Open Access badges in a bow on the table. The one in the middle says: "Ask me about open access"

Join us for a series of events (with tea, coffee and cakes) celebrating Open Access Week 2017 at the University of Sydney Library!

What’s on?

We are holding talks, drop-in sessions and social events from 23 to 27 October celebrating open access good news stories at Sydney University, and also looking at the ways that open access impacts research, education and publishing.

We have lined up a number of speakers to discuss copyright, open access publishing, open data and open education. At the drop-in sessions you can ask for advice and set up your ORCID profile. We will also be holding an ‘orange’ themed morning tea! So dig out some orange clothing and join in.

**Records:**

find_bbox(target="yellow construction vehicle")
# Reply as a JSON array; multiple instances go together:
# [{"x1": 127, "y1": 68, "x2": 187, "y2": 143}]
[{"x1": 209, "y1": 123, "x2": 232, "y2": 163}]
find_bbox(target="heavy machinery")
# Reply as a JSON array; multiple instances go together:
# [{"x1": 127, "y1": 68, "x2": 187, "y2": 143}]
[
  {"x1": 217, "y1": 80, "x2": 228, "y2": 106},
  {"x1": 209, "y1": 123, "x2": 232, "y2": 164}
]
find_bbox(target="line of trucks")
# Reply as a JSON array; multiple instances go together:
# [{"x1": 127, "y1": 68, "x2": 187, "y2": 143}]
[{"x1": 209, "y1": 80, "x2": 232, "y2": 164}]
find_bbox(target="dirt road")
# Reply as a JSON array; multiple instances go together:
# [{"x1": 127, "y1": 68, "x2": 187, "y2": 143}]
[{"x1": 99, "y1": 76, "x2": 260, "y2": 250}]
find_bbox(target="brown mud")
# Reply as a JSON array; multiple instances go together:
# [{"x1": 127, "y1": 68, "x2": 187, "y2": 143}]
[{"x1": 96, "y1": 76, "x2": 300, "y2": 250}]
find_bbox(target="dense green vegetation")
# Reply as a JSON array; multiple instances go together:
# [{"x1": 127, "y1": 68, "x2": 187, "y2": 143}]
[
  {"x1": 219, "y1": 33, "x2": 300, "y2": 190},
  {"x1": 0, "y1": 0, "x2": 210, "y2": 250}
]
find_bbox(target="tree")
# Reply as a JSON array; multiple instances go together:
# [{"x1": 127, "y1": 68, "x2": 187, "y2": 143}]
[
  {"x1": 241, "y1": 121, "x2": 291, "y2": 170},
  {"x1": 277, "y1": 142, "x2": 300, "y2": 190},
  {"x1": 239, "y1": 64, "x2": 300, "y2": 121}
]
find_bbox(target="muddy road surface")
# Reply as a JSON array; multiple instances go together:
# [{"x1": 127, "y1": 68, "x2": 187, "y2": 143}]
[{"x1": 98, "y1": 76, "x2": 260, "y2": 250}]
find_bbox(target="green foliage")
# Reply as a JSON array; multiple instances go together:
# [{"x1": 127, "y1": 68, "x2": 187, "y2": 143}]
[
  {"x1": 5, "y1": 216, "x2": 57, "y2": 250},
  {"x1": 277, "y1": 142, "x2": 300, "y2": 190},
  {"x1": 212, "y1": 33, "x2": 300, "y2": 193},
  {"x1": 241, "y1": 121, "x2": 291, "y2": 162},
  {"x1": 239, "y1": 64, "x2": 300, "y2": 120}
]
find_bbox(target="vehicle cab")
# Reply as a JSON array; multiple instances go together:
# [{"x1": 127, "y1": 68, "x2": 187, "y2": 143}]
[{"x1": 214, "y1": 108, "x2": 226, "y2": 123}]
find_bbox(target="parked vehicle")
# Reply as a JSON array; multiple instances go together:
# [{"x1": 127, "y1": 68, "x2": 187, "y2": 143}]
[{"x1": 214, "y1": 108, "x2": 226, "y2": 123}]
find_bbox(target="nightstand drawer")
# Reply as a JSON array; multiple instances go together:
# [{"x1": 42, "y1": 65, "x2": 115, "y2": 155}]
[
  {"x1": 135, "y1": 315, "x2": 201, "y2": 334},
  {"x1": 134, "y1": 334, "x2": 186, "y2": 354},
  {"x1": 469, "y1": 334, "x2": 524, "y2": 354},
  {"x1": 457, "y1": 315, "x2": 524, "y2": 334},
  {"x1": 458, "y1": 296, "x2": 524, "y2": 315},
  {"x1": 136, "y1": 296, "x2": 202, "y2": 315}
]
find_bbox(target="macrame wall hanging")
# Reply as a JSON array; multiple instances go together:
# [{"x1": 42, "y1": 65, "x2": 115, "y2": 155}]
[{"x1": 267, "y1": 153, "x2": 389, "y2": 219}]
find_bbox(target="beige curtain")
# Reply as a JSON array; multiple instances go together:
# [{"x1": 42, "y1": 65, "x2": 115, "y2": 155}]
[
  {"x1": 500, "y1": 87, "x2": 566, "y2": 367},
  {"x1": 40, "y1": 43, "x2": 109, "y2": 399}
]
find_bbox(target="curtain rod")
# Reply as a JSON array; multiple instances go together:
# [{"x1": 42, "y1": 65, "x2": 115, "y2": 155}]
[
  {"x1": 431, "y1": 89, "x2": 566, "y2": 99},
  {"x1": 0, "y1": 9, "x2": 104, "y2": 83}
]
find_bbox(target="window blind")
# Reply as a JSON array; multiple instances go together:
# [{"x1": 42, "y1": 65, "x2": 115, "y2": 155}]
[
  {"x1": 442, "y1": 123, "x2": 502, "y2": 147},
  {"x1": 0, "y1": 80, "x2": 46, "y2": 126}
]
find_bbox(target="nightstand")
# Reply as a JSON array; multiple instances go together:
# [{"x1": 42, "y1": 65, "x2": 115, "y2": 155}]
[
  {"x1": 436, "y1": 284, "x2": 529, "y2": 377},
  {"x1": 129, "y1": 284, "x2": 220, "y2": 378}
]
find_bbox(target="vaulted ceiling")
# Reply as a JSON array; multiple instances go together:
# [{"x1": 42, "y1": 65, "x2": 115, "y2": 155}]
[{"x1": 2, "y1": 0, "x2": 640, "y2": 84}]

**What you should do:**
Reproduce verbatim the part of the Open Access Week announcement from "Join us for" up to and including "and join in.".

**Result below:**
Join us for a series of events (with tea, coffee and cakes) celebrating Open Access Week 2017 at the University of Sydney Library!

What’s on?

We are holding talks, drop-in sessions and social events from 23 to 27 October celebrating open access good news stories at Sydney University, and also looking at the ways that open access impacts research, education and publishing.

We have lined up a number of speakers to discuss copyright, open access publishing, open data and open education. At the drop-in sessions you can ask for advice and set up your ORCID profile. We will also be holding an ‘orange’ themed morning tea! So dig out some orange clothing and join in.